Task details: Across the whole listing, copy out every line that includes the string "sweater".

Listed entries: Begin

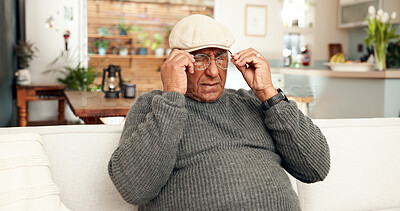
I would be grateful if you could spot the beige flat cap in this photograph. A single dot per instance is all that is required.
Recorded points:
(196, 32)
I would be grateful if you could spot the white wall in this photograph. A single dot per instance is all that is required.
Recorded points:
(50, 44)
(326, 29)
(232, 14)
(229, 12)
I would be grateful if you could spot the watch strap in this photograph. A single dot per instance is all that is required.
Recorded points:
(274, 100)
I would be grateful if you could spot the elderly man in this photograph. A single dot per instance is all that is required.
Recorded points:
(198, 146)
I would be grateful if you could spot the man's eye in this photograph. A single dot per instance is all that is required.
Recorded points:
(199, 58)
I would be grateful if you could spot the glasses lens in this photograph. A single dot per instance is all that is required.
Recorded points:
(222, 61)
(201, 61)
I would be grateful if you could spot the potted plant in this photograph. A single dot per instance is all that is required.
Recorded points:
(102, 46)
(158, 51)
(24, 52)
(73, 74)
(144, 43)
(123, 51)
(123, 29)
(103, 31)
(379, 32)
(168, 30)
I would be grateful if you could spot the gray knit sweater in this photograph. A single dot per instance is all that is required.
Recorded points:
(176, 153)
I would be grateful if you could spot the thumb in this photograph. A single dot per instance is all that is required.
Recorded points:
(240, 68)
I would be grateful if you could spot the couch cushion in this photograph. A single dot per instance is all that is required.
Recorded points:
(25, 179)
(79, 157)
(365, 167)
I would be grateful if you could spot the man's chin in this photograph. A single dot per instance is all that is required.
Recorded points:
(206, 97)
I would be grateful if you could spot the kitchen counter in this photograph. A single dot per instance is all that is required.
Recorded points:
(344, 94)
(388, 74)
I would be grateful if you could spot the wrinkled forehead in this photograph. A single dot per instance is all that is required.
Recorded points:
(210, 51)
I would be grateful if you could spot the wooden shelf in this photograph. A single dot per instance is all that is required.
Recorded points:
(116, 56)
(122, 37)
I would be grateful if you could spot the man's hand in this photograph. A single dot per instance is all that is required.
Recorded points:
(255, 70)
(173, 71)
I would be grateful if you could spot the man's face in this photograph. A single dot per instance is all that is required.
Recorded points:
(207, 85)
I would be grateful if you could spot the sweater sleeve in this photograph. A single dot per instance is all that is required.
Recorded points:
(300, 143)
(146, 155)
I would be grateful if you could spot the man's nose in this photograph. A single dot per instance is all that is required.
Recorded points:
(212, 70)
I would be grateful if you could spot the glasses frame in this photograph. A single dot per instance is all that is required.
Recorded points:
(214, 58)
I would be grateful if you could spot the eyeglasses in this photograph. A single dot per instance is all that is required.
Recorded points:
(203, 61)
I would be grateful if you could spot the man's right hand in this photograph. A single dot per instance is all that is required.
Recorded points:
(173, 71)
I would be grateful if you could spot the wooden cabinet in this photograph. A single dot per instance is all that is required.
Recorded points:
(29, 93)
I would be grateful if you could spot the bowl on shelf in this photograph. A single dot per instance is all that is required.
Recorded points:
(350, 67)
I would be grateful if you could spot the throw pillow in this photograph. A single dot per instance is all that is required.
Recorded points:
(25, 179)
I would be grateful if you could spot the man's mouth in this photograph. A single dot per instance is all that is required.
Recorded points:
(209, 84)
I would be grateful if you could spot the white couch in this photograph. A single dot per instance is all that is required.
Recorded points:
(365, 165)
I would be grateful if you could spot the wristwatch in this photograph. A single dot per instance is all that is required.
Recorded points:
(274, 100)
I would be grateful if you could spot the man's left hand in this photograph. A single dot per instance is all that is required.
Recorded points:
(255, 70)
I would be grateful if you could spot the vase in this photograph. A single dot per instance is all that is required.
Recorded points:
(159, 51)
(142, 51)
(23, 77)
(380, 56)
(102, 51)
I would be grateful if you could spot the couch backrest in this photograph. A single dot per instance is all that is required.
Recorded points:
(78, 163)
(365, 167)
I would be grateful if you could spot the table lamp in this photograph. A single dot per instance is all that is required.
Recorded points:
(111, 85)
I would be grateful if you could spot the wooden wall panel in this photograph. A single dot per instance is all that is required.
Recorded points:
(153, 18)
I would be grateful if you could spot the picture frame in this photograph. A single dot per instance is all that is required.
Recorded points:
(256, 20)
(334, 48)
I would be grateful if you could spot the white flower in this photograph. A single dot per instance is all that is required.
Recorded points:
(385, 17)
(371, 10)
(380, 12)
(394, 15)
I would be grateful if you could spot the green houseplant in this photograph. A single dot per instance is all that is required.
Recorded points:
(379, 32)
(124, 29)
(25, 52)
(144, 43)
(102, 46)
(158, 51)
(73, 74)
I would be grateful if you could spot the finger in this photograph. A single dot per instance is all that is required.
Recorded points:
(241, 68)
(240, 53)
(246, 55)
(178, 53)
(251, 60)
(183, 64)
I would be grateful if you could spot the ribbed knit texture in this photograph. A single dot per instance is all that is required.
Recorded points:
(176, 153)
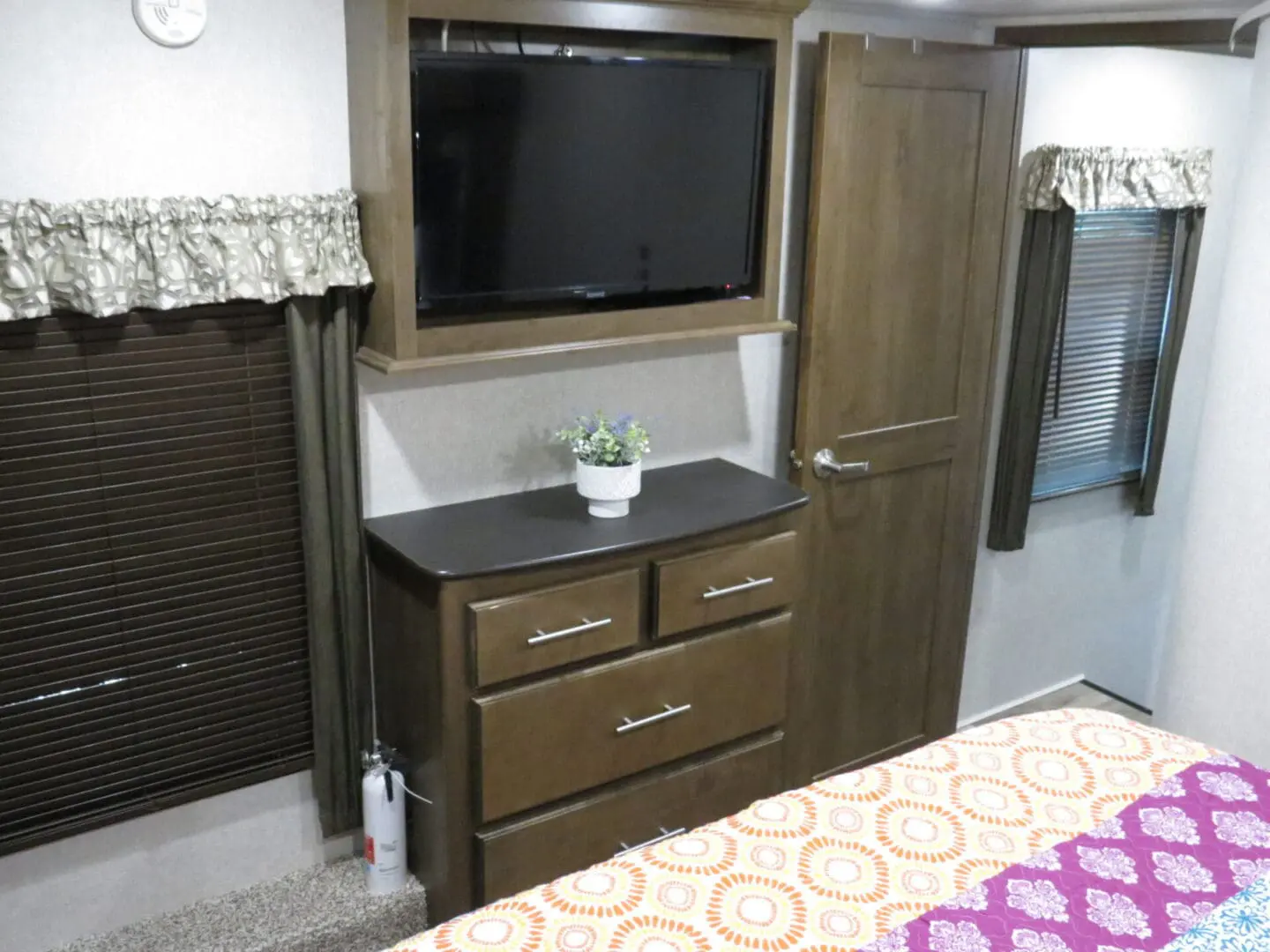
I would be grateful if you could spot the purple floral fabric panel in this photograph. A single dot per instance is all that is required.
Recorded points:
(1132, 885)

Listed entries: End

Solution to this exercise:
I would be grateful if you could spot the gray knit sweater in this photograph. A single dot per instance is all that is required.
I would be grateful if you could spot the sweater sleeve in this photograph. A single dot per instance is all that is required.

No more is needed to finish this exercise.